-- start of Source extract --

In my fantasy world, there would be covered racks along the front of the building, between the stoops, right on the sidewalk, or possibly on bulb-outs taking up on-street car parking spaces (there are lots of different options that could work).  The most prominent and inviting entrance to the buildings — the entrances that any non-driver would use by default — would open directly onto the sidewalk with no stairs, no re-direction to the garage or the interior courtyards.  The covered racks would be visible from the adjacent apartments, and that visibility would provide some security.  Having a consistently populated sidewalk would also help.  In my experience, barring an angry mob it’s only lonely spaces that are frightening.  Most people are decent, and so long as there are a lot of them, the law of large numbers says the dangerous ones will be in the minority.

The TVAP claims to want to support active human-friendly streets.  Sidewalk café culture.  The street as truly public space.  Transit and pedestrian friendly mixed residential/commercial/industrial developments are meant to facilitate incidental face to face interactions.  The city actually requested a change in the building design, facing entrances onto the street as per TVAP guidelines, to “activate” the street.  However, the only entrances which were re-oriented were the ones of individual ground floor residential units, which make up only a very small proportion of the complex overall.  Street parking for bikes and prominent street-facing entrances serving the entire development would funnel everyone leaving or arriving by foot, bike, or transit through the same social space, hopefully providing a constant supply of fresh living people directly to the sidewalk.  Plentiful commercial space on the ground floor would also keep people moving through the area on the sidewalks.

-- end of Source extract --

● Exercise
Quote the passage on street design and bike parking from "In my fantasy" to "in the minority.". The lines after this have no connection to the text.

-- start of Record set --

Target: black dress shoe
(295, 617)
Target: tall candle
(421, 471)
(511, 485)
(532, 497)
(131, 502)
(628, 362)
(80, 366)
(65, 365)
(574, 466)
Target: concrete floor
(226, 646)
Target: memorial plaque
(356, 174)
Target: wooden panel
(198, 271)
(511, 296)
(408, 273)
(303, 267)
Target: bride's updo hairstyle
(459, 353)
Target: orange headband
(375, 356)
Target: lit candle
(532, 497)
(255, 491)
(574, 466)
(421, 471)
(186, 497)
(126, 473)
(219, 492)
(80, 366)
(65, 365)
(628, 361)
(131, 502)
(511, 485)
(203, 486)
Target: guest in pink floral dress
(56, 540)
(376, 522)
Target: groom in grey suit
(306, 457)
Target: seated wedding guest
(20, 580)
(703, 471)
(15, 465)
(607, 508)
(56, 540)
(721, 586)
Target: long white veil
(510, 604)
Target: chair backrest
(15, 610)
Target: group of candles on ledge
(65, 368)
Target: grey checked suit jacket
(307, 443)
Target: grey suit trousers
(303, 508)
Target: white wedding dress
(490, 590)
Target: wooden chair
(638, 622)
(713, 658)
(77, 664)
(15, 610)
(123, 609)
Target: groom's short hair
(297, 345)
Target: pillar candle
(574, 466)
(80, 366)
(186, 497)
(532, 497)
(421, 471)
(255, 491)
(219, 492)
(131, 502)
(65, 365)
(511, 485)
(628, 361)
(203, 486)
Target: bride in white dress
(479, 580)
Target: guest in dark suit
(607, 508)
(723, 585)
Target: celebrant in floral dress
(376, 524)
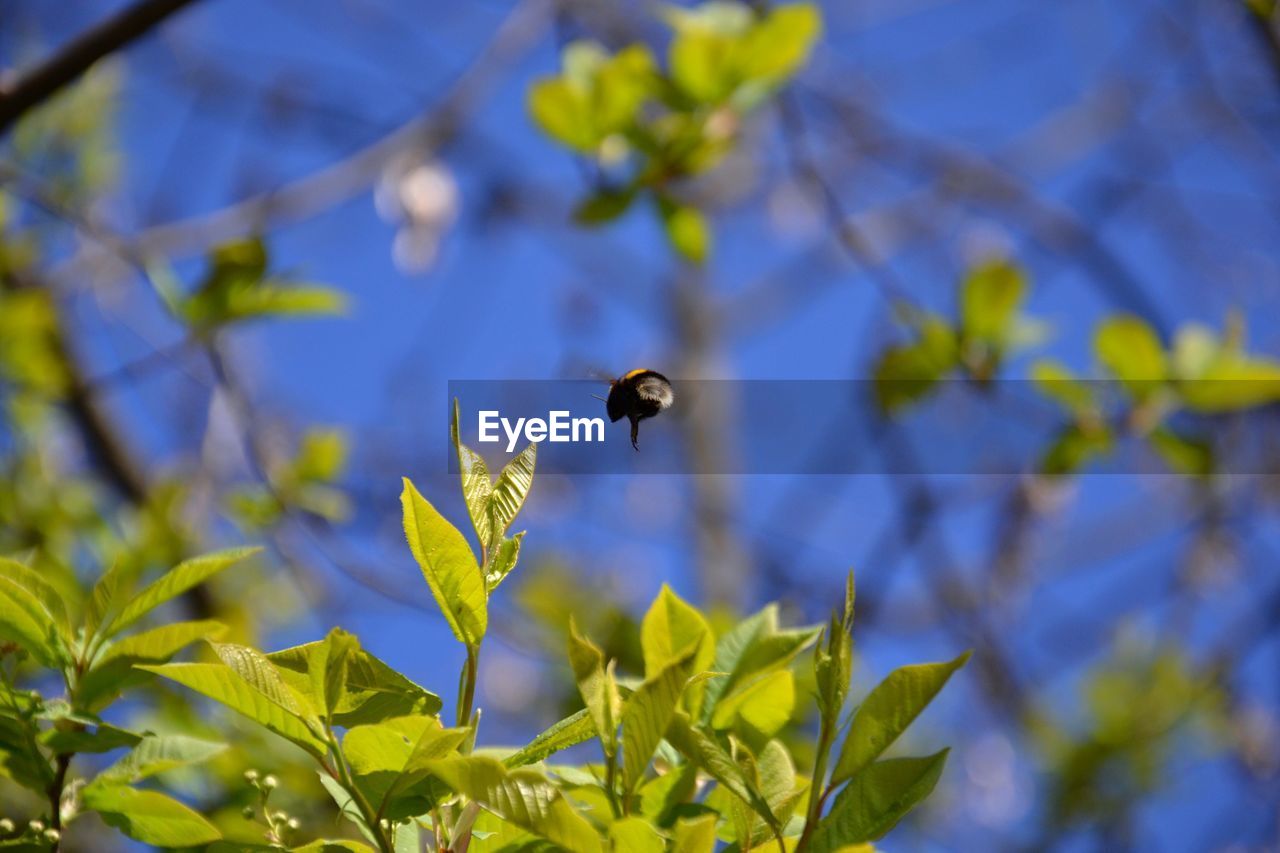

-- end of Record set --

● Response below
In my fantasy world, there would be covered racks along the front of the building, between the stoops, right on the sidewalk, or possibly on bulb-outs taking up on-street car parking spaces (there are lots of different options that could work).  The most prominent and inviting entrance to the buildings — the entrances that any non-driver would use by default — would open directly onto the sidewalk with no stairs, no re-direction to the garage or the interior courtyards.  The covered racks would be visible from the adjacent apartments, and that visibility would provide some security.  Having a consistently populated sidewalk would also help.  In my experience, barring an angry mob it’s only lonely spaces that are frightening.  Most people are decent, and so long as there are a lot of them, the law of large numbers says the dangerous ones will be in the minority.